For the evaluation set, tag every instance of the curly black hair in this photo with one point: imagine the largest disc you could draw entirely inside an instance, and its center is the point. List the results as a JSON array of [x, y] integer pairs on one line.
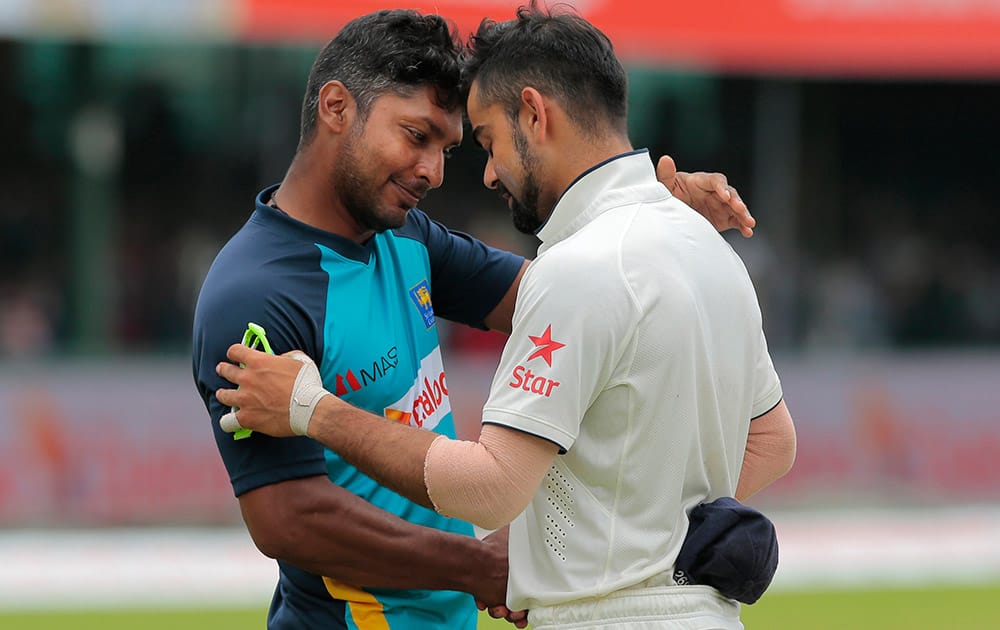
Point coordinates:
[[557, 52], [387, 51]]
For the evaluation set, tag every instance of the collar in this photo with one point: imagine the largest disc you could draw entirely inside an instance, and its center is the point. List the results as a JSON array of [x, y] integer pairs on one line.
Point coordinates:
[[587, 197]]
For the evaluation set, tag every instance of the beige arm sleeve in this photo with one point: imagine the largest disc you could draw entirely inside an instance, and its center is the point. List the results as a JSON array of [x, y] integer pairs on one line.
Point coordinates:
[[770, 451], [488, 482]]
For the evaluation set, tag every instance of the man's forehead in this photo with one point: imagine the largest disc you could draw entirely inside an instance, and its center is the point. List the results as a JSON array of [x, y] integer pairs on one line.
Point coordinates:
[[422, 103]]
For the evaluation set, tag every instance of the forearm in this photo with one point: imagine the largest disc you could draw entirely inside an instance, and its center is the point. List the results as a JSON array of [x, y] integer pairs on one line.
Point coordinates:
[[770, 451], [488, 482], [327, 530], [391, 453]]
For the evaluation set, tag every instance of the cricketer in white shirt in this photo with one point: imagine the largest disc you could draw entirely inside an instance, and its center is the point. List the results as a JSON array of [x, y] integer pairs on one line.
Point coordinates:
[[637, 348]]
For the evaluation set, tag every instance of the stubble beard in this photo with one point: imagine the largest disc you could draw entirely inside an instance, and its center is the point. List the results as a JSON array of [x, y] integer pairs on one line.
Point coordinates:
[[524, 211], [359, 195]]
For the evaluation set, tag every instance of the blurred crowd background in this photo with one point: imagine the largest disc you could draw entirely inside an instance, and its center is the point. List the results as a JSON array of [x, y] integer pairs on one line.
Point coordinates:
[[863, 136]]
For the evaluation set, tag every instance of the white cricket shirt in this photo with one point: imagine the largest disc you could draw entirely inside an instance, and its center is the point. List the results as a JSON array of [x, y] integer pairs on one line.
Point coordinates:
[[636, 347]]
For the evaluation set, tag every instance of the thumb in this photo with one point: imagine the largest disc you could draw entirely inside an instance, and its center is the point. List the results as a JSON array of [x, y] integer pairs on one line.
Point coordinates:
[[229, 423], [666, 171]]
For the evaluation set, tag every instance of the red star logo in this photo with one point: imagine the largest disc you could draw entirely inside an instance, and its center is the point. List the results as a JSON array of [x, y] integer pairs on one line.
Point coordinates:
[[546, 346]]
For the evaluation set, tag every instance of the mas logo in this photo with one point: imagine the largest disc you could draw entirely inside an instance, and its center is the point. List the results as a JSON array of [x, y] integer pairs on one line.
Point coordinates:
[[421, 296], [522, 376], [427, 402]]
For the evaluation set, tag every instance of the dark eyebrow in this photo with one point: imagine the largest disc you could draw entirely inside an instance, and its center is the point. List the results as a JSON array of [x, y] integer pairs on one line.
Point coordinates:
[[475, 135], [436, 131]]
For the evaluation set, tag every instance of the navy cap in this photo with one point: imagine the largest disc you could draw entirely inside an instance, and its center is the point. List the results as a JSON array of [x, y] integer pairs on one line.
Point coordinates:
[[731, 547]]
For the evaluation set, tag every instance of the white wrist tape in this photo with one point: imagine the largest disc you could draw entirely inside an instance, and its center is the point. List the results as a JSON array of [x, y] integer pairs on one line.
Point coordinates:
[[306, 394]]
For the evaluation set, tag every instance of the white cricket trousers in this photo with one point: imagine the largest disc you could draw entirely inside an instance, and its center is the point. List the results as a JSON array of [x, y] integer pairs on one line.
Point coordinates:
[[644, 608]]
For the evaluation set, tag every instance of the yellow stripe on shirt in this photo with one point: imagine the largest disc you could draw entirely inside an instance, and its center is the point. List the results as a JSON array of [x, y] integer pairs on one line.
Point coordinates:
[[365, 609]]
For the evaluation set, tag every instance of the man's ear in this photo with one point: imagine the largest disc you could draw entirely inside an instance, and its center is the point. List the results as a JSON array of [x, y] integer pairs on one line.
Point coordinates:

__DIRECTIONS FOR THIS TASK__: Format as a JSON list of strings the records from the line that contains "For the evaluation set, tag every instance of the white wrist" through the line that contains "[[365, 609]]", both included, one string per line and blank lines left out.

__FINAL ANSWER__:
[
  "For the evaluation set, tag every instance of the white wrist tape in this photo with one point: imagine the largest disc you could draw entirely inside an instance, and its center is the point. List the results as a JSON array of [x, y] integer pairs on one line.",
  "Point coordinates:",
  "[[306, 394]]",
  "For the evaluation set, tag every instance of the white cricket trousers in this photo with one point: imagine the largest disc you could draw entirely inside an instance, and its center is the point. List the results as a JSON array of [x, y] integer pairs on one line.",
  "Point coordinates:",
  "[[644, 608]]",
  "For the evaluation set, tag every instance of the yellow stripe on shirt in this photo with one point: imagine the largest disc you could draw entirely inside an instance, and its center is the point. List the results as a JSON array of [x, y] integer pairs on one line.",
  "Point coordinates:",
  "[[365, 609]]"
]